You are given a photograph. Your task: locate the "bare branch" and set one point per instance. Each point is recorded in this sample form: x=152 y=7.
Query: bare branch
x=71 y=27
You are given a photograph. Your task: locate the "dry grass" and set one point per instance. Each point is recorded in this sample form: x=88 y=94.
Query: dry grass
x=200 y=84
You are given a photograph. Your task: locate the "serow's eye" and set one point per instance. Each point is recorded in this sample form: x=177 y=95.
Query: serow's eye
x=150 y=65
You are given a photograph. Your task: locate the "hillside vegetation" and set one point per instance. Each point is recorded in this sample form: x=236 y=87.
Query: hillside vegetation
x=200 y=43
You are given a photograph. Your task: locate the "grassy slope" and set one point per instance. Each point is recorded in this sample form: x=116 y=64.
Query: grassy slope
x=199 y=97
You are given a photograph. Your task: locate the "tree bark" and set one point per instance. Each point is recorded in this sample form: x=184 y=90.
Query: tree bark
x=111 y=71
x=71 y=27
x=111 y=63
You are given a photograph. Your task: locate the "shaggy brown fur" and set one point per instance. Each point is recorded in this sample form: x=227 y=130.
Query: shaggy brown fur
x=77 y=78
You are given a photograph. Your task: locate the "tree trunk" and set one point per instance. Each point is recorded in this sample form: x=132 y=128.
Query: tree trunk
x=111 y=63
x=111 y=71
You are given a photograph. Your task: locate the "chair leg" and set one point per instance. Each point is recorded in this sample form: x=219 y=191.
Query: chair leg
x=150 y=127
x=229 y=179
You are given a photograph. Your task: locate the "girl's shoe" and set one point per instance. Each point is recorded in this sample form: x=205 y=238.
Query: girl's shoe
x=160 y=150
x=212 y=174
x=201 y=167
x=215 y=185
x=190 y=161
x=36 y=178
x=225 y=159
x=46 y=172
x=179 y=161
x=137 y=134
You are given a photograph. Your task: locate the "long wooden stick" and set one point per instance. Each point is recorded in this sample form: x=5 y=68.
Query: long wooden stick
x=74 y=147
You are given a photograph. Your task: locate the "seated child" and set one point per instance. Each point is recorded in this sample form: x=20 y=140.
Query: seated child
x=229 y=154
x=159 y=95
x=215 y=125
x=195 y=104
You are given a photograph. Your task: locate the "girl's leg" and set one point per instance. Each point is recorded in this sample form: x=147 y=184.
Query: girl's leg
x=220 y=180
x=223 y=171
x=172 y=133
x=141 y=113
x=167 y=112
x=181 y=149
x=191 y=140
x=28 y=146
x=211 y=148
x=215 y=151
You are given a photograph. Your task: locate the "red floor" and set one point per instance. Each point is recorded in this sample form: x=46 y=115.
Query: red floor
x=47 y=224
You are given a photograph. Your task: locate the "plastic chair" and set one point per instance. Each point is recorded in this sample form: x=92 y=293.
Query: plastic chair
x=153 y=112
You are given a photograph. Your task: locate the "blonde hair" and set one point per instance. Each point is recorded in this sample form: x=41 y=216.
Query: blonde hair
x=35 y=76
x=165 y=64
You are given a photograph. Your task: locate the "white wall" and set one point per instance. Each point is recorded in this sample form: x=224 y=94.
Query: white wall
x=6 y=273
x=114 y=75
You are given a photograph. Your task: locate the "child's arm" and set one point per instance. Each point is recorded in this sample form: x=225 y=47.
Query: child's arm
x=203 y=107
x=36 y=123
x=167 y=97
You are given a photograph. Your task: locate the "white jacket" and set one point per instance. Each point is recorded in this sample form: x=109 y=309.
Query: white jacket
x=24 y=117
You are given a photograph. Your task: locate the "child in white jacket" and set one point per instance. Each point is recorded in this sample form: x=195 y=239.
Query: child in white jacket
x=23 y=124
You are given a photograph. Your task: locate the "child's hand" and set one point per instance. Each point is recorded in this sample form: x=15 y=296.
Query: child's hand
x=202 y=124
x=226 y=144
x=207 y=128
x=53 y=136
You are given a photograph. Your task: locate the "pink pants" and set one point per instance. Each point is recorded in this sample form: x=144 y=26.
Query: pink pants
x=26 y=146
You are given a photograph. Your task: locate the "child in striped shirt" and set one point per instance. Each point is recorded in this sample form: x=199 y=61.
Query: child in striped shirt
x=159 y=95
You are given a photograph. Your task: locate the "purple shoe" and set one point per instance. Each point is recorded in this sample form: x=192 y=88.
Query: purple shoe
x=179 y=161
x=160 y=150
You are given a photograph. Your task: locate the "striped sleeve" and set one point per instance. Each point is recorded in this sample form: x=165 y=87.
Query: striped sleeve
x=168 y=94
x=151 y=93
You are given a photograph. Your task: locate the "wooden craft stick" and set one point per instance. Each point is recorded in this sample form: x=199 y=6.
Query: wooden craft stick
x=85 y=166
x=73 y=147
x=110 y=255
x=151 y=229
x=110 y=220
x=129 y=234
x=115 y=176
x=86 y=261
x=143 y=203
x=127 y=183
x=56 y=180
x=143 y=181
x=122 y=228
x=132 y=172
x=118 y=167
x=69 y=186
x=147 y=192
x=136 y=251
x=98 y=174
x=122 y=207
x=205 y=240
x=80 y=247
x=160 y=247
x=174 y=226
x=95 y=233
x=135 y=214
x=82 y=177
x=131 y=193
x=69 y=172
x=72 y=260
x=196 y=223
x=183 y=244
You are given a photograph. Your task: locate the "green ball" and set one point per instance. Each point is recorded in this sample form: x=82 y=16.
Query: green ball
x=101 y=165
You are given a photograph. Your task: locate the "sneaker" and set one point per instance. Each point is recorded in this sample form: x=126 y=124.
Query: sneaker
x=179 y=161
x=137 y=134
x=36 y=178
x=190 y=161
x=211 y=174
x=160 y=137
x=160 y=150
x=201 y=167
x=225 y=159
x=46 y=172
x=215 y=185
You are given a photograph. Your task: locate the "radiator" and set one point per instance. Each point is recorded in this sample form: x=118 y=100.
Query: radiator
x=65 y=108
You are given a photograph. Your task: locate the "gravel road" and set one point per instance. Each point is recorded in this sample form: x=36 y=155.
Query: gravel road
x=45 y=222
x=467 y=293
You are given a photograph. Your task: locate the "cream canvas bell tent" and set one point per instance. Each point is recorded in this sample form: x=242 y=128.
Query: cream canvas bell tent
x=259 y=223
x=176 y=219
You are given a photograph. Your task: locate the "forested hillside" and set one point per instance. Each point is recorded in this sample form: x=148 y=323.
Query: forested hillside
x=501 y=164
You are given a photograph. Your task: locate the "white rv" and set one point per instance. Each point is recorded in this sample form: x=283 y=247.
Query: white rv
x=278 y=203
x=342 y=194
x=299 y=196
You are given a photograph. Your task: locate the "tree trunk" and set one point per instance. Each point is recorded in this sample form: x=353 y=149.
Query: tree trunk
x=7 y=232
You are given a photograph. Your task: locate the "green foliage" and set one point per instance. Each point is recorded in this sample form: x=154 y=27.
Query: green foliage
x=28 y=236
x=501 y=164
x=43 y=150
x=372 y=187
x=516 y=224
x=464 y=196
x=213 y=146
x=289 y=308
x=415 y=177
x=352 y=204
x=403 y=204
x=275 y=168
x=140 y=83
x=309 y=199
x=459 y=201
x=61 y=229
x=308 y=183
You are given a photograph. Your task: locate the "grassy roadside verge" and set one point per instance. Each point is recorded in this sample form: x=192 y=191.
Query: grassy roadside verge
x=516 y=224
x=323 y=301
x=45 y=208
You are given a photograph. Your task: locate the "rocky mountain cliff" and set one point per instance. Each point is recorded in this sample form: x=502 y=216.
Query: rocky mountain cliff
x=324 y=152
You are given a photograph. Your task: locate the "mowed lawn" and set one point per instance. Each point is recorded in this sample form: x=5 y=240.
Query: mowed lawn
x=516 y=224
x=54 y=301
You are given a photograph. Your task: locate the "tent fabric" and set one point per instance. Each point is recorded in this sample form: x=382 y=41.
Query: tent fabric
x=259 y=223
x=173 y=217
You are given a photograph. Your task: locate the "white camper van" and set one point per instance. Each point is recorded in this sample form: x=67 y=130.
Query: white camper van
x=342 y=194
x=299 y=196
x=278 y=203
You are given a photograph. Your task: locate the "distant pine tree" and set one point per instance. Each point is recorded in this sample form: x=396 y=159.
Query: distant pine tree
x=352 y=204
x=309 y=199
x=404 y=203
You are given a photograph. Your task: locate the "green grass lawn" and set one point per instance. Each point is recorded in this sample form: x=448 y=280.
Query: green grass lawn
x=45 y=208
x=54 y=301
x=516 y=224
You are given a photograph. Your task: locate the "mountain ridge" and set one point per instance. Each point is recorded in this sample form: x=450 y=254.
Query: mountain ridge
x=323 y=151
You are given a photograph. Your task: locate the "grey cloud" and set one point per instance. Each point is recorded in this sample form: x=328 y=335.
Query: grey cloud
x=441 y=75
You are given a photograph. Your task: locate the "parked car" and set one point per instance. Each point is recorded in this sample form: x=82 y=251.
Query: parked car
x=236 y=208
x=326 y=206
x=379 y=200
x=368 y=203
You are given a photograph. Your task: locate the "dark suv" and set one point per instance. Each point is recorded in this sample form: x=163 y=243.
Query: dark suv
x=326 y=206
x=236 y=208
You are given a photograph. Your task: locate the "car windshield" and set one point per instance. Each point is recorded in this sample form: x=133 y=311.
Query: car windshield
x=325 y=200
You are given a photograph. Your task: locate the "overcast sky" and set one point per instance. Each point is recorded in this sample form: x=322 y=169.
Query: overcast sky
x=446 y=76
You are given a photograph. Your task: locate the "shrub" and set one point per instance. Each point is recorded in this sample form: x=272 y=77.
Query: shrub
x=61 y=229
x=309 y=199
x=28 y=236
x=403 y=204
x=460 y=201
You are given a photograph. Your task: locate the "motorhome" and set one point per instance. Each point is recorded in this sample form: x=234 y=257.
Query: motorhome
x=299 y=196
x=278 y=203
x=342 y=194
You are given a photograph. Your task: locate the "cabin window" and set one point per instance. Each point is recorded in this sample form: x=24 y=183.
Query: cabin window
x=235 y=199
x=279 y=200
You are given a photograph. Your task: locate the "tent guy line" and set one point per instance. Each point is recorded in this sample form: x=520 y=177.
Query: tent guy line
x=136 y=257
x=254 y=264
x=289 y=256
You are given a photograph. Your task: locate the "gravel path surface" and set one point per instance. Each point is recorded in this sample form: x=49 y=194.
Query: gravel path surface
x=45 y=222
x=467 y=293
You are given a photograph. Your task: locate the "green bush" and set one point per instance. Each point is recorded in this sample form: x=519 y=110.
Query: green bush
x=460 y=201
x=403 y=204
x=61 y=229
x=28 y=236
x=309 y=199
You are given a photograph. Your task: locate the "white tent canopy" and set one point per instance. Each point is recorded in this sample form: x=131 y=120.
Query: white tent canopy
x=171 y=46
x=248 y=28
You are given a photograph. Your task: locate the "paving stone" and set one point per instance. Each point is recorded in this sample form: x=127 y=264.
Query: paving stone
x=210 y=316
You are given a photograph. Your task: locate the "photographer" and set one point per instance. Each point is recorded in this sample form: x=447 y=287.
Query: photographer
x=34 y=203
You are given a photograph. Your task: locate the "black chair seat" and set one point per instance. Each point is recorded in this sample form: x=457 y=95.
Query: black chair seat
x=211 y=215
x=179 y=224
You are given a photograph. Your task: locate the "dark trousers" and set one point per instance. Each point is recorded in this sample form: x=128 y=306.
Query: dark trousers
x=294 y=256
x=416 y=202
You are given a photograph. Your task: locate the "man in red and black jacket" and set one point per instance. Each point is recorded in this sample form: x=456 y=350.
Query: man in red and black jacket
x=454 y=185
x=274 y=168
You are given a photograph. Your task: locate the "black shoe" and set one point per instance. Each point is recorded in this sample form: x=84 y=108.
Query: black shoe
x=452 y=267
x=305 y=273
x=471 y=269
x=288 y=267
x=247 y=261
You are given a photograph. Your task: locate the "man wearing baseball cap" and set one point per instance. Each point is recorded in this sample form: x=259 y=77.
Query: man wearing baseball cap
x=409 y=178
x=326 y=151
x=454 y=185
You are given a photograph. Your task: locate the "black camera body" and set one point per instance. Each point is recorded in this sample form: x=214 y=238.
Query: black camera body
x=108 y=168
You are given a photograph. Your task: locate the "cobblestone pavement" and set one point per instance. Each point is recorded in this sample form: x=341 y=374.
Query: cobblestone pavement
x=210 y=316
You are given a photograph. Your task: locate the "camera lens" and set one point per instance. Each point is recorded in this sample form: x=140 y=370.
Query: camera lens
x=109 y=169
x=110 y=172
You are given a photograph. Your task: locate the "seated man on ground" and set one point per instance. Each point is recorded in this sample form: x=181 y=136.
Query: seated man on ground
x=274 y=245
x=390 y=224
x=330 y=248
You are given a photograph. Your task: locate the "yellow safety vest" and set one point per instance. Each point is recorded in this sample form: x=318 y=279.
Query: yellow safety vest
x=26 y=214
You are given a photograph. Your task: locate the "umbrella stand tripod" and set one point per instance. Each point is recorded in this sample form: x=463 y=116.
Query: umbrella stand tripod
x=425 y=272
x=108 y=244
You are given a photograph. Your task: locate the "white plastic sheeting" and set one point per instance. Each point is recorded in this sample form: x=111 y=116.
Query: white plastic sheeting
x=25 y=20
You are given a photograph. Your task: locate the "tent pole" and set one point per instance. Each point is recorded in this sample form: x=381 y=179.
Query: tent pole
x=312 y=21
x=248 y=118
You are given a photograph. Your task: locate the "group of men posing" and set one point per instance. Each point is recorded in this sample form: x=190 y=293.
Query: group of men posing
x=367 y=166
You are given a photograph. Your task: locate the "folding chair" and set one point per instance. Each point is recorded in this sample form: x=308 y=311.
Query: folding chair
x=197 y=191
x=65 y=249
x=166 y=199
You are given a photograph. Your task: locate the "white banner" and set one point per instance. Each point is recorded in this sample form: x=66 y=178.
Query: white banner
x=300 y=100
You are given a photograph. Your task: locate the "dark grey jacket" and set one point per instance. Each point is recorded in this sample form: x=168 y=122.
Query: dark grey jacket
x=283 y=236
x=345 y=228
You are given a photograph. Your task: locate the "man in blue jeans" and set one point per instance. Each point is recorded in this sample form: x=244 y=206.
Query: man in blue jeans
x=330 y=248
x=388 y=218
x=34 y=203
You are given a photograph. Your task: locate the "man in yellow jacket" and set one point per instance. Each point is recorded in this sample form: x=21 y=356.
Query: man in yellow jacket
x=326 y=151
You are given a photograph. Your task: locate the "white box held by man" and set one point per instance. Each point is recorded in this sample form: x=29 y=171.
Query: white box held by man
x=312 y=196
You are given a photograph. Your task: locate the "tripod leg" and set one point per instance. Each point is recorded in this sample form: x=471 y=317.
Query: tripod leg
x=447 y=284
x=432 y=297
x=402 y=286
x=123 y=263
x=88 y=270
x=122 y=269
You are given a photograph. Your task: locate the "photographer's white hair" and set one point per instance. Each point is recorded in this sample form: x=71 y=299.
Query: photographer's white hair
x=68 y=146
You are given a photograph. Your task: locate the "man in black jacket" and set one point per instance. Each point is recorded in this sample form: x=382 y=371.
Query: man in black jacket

· · ·

PROBLEM TO WORK ON: Reproduce exactly the lines of the records above from the one with "form: x=234 y=257." to the one with "form: x=24 y=183.", both included, and leave out everything else.

FINAL ANSWER:
You are given a photograph. Your task: locate the "motorhome" and set one point per instance. Each point is recorded in this sample form: x=234 y=257.
Query: motorhome
x=299 y=196
x=278 y=203
x=342 y=194
You are given a photograph. Your task: locate the "cabin window" and set one point per instance. Each point is recorded in this sample form: x=24 y=183.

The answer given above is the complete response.